> [Tasks and exercises]
- A) According to the Abraham Holland article, what caused Holland's death?
- B) Reproduce the passage of the Abraham Holland article word for word, from "Ashmole MS 36–7" up to and including "Mr. Will. Browne'.".
*** Opening Source text ***
- Died: 18 February 1626
- Parent(s): Philemon Holland, Anne Bott

= Abraham Holland =

English poet died 1626

Abraham Holland (died 18 February 1626) was an English poet. He was the son of the translator, Philemon Holland, and the brother of the printer, Henry Holland. His best known work is the Naumachia, a poem on the Battle of Lepanto in 1571.

==Early life and education==
Abraham Holland was one of the ten children of the translator Philemon Holland and his wife, Anne Bott (1555–1627), the daughter of William Bott (alias Peyton) of Perry Hall, Handsworth, Staffordshire. Holland was a grandson of the Marian exile, John Holland (died 1578), rector of Great Dunmow, Essex. Holland had six brothers and three sisters, including the printer Henry Holland, the print publisher Compton Holland (died 1622), William Holland (1592–1632), a surgeon whose treatise on gout, Gutta Podagrica, was published posthumously in 1633, and Elizabeth Holland, who married a London merchant, William Angell.

Holland was educated like his father at Trinity College, Cambridge, graduating BA in 1617.

==Career==
Holland's first published work was a Latin elegy on John Harington, 2nd Baron Harington of Exton, who had died on 27 February 1614. The elegy was included in Heroologia Anglica, a two-volume illustrated work in folio printed in 1620 by Holland's brother, Henry Holland.

In 1622 Holland published in quarto a long poem describing the 1571 Battle of Lepanto entitled Naumachia; or, Holland's sea-fight. The volume contained commendatory verses by Michael Drayton, among others, and was dedicated to George Gordon, then Earl of Enzie, son and heir to George Gordon, 1st Marquess of Huntly, and a favourite of King James, who had him educated with his own sons, Prince Henry and Prince Charles. According to Cummings, the poem is written in 'the overblown manner associated with Lucan'.

Another poem by Holland, the satirical A continued just inquisition against paper persecutors, was appended to A Scourge for Paper-Persecutors (1625). The latter was a reprint by Holland's brother, Henry, of John Davies of Hereford's Scourge of Folly of 1611.

==Death and legacy==
Holland died of the plague on 18 February 1626, perhaps at Chelsea, where he appears to have lived for a time. Following his death his brother Henry published a collection of his poems, entitling it Hollandi Posthuma. Included in it were an elegy on King James, an elegy on Henry de Vere, 18th Earl of Oxford, a lengthy poem on the 1625 plague in London, an epistle to his father, Philemon Holland, who was in ill health at the time, as well as various epistles, translations of the Psalms in verse, and his own epitaph. The collection was described as having been delivered to Henry on the day of Abraham Holland's death.

Some of Holland's poems were reprinted in the years following his death. The Naumachia was reprinted in some copies of the Posthuma, and in some copies of his father Philemon Holland's translation of Xenophon's Cyropaedia printed in 1632. Holland's 1625 poem on the plague from the Posthuma, under a new title, London Looke-Backe, was appended to Salomon's Pest-House or Towre-Royall...By I. D. (1630).

Ashmole MS 36–7 f. 157 contains a poem by Holland addressed 'To my honest father, Mr. Michael Drayton, and my new, yet loved friend, Mr. Will. Browne'.
*** Closing Source text ***
*** Opening The data ***
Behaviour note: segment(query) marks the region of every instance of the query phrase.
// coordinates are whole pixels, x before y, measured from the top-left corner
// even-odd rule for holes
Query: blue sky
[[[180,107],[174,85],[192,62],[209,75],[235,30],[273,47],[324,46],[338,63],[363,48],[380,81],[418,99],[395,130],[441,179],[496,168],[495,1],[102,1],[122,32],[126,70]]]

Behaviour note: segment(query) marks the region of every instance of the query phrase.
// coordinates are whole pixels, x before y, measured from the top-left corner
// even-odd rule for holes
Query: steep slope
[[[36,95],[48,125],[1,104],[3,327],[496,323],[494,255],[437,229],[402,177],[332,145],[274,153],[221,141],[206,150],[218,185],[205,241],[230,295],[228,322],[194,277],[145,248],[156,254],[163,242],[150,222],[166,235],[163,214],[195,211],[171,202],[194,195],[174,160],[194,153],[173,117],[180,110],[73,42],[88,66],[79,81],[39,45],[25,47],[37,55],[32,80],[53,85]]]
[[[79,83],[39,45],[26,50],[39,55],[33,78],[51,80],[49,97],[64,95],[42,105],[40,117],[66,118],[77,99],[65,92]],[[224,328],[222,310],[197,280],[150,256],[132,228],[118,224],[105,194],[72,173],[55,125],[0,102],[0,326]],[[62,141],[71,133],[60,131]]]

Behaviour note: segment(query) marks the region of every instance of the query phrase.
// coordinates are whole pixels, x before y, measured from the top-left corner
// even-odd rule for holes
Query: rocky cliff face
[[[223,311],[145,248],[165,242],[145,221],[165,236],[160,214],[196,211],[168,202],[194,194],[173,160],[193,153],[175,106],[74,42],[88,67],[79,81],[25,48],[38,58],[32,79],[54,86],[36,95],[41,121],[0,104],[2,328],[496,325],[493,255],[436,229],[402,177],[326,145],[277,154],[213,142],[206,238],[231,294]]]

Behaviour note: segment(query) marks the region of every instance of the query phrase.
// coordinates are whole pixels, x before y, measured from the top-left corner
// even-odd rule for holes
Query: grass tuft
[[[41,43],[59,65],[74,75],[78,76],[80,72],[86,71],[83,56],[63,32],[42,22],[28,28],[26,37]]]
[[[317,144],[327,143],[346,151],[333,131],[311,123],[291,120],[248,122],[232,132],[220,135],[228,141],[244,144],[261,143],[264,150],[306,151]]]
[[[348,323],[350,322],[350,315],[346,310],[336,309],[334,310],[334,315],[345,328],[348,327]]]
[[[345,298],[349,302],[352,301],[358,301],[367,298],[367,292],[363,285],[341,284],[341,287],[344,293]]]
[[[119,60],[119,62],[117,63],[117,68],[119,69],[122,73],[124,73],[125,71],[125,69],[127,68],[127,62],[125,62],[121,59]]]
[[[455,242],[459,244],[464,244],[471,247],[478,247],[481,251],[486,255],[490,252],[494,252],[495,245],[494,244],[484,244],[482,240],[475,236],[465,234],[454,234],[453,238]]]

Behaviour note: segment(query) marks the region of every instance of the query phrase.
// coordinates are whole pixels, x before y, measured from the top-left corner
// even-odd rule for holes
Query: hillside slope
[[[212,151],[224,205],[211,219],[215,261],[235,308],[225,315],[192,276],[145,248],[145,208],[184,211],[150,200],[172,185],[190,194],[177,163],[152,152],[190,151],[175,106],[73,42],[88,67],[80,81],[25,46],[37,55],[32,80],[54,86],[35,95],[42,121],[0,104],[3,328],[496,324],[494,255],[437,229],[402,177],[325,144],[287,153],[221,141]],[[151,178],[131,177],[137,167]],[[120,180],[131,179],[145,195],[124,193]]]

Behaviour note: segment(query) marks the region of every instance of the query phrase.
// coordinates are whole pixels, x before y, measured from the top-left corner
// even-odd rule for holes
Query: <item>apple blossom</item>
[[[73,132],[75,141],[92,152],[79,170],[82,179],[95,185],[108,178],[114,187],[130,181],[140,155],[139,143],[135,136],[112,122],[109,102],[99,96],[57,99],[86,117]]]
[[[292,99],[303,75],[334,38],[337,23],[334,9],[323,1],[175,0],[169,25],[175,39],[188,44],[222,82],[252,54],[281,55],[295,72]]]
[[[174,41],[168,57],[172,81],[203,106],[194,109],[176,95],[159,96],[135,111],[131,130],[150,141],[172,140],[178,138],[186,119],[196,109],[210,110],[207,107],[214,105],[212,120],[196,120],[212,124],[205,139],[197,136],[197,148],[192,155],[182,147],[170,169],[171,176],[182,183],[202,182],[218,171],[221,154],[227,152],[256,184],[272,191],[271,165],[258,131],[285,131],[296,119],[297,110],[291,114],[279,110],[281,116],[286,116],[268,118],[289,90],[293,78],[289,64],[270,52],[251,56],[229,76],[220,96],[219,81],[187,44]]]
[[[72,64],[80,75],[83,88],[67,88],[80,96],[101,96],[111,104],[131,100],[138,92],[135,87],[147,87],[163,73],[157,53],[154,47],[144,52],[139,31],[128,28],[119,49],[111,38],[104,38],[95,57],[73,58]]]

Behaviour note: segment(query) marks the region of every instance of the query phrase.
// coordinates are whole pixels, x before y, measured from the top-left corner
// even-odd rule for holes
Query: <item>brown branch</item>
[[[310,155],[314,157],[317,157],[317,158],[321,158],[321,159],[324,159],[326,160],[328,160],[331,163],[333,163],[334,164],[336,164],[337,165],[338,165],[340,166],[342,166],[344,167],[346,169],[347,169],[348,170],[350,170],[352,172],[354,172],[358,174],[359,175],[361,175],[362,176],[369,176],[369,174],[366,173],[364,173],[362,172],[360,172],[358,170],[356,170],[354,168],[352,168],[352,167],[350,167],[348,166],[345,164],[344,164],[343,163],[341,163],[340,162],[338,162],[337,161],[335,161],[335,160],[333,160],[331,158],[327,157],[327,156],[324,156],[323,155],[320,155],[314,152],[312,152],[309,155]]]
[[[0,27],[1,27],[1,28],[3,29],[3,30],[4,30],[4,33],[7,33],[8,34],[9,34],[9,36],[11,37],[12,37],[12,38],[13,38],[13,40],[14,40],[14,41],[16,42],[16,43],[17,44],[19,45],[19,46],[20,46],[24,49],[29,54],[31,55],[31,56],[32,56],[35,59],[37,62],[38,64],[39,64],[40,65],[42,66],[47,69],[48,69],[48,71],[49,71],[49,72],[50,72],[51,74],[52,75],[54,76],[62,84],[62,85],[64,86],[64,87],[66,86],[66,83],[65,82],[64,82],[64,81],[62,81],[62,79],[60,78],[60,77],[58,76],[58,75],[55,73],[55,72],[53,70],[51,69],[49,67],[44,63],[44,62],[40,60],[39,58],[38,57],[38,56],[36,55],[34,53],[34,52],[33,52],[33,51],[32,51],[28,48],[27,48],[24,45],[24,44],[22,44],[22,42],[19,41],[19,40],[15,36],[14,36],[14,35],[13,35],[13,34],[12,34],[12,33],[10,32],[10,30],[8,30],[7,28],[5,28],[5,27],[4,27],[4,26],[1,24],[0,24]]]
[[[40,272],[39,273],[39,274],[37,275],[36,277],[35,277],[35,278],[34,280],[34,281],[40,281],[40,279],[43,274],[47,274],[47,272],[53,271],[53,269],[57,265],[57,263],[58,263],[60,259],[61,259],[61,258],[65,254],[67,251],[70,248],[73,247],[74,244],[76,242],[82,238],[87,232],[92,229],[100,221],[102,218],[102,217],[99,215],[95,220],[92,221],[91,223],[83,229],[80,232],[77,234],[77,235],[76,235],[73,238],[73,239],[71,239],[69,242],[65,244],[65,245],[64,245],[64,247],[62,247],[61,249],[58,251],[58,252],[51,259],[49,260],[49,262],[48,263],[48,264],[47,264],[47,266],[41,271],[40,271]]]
*** Closing The data ***
> [Answers for the tasks]
- A) The plague.

- B)
Ashmole MS 36–7 f. 157 contains a poem by Holland addressed 'To my honest father, Mr. Michael Drayton, and my new, yet loved friend, Mr. Will. Browne'.